_Task requirements_. In the stretch of the listing from its start through the line containing "[318,69,1053,798]", switch "glossy" to "shiny" and write those lines out again with nothing else changed.

== Data for the task

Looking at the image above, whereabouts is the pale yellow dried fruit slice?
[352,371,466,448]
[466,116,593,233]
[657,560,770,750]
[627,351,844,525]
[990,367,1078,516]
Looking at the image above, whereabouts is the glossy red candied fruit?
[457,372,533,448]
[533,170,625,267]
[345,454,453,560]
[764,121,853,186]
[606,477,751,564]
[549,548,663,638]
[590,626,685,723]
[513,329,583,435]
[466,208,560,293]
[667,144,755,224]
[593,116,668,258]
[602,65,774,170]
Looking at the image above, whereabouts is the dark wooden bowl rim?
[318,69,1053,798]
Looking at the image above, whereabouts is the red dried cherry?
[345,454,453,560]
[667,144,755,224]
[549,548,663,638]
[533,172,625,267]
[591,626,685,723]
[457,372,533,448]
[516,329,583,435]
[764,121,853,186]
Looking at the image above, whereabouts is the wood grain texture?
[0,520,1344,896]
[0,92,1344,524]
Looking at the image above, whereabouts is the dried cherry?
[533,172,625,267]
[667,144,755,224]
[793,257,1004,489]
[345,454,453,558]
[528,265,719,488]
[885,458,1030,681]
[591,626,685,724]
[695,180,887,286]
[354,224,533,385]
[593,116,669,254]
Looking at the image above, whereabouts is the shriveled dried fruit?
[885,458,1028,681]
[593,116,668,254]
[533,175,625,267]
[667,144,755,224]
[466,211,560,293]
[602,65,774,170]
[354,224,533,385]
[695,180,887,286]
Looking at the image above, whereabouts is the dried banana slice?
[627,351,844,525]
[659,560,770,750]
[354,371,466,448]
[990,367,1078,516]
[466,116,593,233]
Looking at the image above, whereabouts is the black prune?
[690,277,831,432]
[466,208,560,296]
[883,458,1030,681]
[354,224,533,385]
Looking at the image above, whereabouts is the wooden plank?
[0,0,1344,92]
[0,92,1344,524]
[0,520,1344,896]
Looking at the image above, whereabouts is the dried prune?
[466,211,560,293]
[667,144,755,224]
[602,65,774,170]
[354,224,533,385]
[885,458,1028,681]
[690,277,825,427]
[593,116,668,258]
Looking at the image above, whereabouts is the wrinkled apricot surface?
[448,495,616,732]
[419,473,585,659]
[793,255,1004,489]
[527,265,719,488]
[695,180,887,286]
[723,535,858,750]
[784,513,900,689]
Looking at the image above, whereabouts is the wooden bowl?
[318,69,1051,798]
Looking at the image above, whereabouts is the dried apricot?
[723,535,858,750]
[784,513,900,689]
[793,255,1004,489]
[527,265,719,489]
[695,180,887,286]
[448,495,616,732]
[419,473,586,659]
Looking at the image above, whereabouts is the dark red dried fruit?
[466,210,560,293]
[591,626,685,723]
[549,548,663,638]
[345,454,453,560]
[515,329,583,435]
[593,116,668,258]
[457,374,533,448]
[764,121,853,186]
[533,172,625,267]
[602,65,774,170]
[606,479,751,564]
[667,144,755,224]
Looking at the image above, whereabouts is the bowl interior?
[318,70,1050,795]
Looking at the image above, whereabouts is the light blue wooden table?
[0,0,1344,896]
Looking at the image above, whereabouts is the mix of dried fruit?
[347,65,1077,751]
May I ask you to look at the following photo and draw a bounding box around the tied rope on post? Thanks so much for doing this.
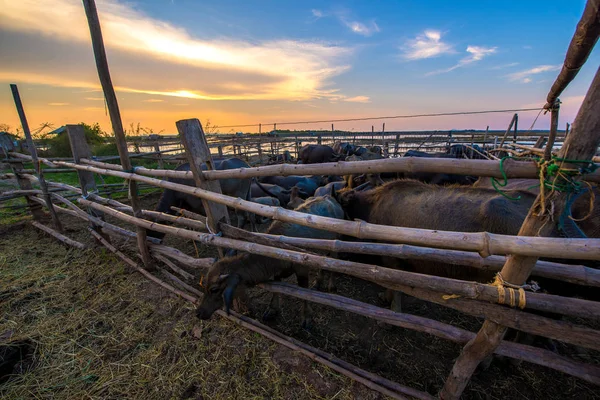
[538,156,598,237]
[492,272,540,310]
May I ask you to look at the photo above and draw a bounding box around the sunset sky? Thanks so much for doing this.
[0,0,600,133]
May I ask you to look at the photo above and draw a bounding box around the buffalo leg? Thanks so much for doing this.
[296,274,312,330]
[263,278,281,321]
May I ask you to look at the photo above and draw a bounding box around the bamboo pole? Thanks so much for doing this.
[545,0,600,108]
[544,99,560,161]
[78,157,600,182]
[83,0,152,268]
[252,233,600,287]
[500,114,519,147]
[440,65,600,400]
[10,84,63,233]
[59,163,600,260]
[31,221,86,250]
[88,228,197,303]
[258,282,600,372]
[78,199,600,318]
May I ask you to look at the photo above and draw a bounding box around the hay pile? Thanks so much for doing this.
[0,225,379,399]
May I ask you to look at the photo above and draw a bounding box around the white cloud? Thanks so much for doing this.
[343,96,371,103]
[340,17,380,36]
[426,46,497,76]
[0,0,352,100]
[402,29,454,60]
[507,64,562,83]
[490,63,519,70]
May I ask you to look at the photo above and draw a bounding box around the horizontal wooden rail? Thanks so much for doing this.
[78,198,600,318]
[81,157,600,182]
[253,233,600,286]
[56,163,600,260]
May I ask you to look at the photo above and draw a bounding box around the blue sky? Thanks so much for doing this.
[0,0,600,132]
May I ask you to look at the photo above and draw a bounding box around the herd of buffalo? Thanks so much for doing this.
[148,142,600,340]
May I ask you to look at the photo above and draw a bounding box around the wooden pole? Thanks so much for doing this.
[544,99,560,161]
[499,114,519,147]
[440,68,600,400]
[10,84,63,232]
[83,0,152,268]
[66,125,104,233]
[77,153,600,182]
[61,161,600,260]
[545,0,600,108]
[154,135,165,169]
[77,198,600,318]
[513,114,519,144]
[177,118,230,257]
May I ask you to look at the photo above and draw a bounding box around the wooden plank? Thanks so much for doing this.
[83,0,152,268]
[544,99,560,161]
[177,118,230,242]
[440,68,600,400]
[10,84,63,232]
[546,0,600,108]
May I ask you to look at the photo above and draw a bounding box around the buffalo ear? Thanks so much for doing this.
[223,274,240,315]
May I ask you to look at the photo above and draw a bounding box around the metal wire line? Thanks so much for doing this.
[216,107,540,129]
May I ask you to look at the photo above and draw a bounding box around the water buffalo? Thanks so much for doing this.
[250,196,281,225]
[250,181,310,204]
[315,181,346,197]
[398,150,477,185]
[338,180,535,310]
[286,186,304,210]
[298,144,342,164]
[148,158,252,239]
[261,175,327,196]
[332,142,354,156]
[196,195,344,327]
[473,177,600,238]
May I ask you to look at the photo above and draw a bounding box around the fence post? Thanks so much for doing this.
[150,135,165,169]
[440,61,600,400]
[83,0,152,268]
[499,114,519,147]
[544,99,564,161]
[66,125,109,240]
[176,118,230,257]
[10,84,63,232]
[0,134,44,221]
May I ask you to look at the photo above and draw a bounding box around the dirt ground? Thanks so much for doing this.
[0,195,600,400]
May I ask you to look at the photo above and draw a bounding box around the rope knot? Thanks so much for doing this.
[491,272,540,310]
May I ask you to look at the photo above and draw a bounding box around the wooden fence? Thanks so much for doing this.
[5,0,600,399]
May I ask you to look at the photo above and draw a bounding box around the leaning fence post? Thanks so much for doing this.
[66,125,108,239]
[83,0,152,268]
[544,99,564,161]
[0,133,44,221]
[10,84,63,232]
[440,68,600,400]
[499,114,519,148]
[176,118,230,257]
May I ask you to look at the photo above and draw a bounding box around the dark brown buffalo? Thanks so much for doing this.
[398,150,477,185]
[196,195,344,327]
[298,144,342,164]
[338,180,535,310]
[473,178,600,238]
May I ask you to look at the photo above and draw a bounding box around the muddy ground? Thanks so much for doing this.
[0,195,600,400]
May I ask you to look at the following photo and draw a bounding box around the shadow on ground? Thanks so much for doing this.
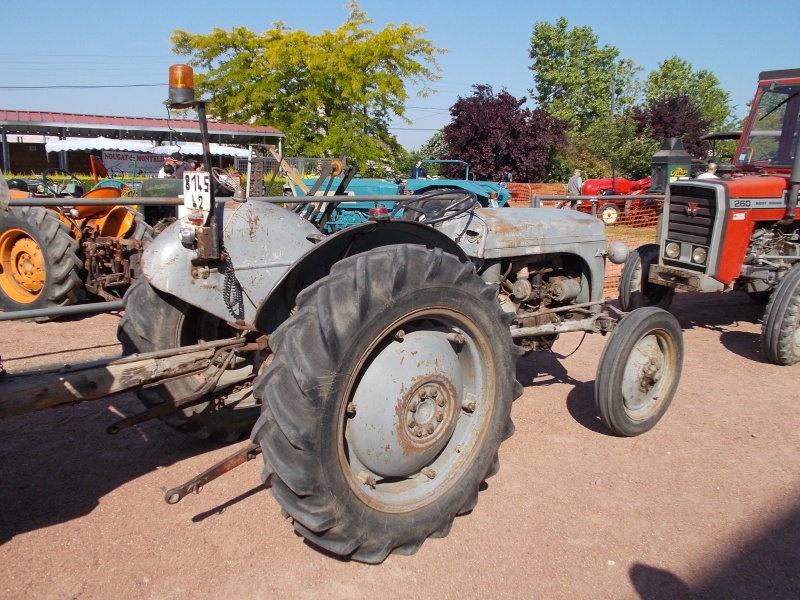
[629,506,800,600]
[0,394,231,544]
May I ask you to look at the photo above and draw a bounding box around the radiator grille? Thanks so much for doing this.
[667,184,717,247]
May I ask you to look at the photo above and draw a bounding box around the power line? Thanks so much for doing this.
[0,83,167,90]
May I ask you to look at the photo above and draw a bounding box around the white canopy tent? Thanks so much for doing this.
[153,142,250,157]
[45,137,153,152]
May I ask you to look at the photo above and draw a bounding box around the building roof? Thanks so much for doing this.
[0,109,284,144]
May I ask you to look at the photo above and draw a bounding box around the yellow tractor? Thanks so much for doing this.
[0,169,153,312]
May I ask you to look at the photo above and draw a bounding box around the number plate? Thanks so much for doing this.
[183,171,211,212]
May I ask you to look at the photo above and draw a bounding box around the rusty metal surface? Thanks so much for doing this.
[164,442,261,504]
[0,338,243,419]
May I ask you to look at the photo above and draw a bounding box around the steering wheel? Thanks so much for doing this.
[42,168,85,198]
[211,167,242,193]
[389,189,478,224]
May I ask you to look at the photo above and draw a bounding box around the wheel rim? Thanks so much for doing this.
[338,310,493,513]
[0,229,47,304]
[622,330,676,421]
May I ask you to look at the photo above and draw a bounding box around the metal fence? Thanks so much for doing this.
[233,156,333,177]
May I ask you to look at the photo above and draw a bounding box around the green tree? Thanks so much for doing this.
[644,56,731,130]
[529,17,640,132]
[171,0,445,168]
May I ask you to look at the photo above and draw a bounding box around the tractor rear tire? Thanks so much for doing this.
[252,245,522,563]
[761,266,800,366]
[594,306,683,437]
[117,277,260,442]
[0,206,83,312]
[619,244,675,312]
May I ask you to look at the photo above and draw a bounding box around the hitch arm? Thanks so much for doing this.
[0,338,245,419]
[164,442,261,504]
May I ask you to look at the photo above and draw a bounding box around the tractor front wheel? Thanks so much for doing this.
[761,266,800,366]
[253,245,522,563]
[0,206,83,312]
[594,307,683,436]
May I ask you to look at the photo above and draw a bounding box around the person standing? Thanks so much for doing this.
[157,156,175,179]
[567,169,583,210]
[411,160,428,179]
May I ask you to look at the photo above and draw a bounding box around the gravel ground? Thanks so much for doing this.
[0,294,800,600]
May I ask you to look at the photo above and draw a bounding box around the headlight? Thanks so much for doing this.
[692,248,708,265]
[664,242,681,258]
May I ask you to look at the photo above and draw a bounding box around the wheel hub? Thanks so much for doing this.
[622,336,667,418]
[348,331,463,477]
[0,229,45,304]
[404,381,457,446]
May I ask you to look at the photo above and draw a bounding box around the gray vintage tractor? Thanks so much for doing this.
[0,67,683,563]
[119,165,683,563]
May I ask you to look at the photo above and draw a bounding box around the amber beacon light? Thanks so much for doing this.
[169,65,194,104]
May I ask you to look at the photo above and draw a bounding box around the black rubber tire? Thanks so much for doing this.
[619,244,675,312]
[597,202,619,226]
[0,206,83,312]
[594,307,683,437]
[252,246,522,563]
[761,266,800,366]
[117,277,260,442]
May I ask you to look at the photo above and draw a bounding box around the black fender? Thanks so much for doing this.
[254,220,469,333]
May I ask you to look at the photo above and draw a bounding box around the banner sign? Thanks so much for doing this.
[103,150,164,177]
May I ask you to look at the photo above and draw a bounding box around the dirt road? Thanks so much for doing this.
[0,294,800,600]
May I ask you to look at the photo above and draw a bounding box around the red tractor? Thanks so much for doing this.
[619,69,800,365]
[578,177,651,225]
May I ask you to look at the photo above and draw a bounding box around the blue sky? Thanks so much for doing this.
[0,0,800,150]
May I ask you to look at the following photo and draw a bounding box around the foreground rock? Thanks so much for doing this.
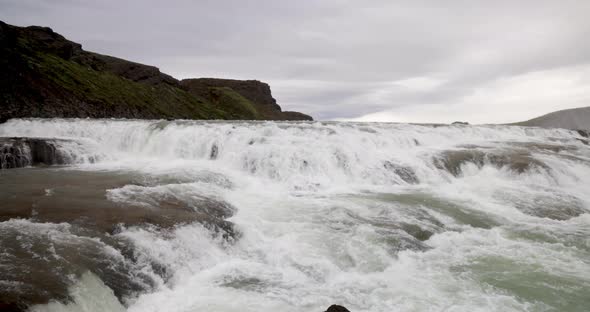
[0,21,311,122]
[0,138,71,169]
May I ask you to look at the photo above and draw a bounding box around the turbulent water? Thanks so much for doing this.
[0,119,590,312]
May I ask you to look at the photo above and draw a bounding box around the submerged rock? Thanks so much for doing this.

====

_Result of the exercise_.
Looking at the image above, whereabouts is the pale yellow dried fruit slice?
[352,371,466,448]
[466,116,593,233]
[657,560,770,750]
[627,351,844,525]
[990,367,1078,516]
Looking at the image above, whereabouts is the shiny red candied fruit?
[457,372,533,448]
[533,170,625,267]
[345,454,453,560]
[764,121,853,186]
[606,477,751,564]
[549,548,663,638]
[590,626,685,723]
[513,329,583,435]
[466,208,560,293]
[667,144,755,224]
[593,116,668,258]
[602,65,774,170]
Looking at the image above, whereabouts is the dark wooden bowl rim?
[318,69,1053,798]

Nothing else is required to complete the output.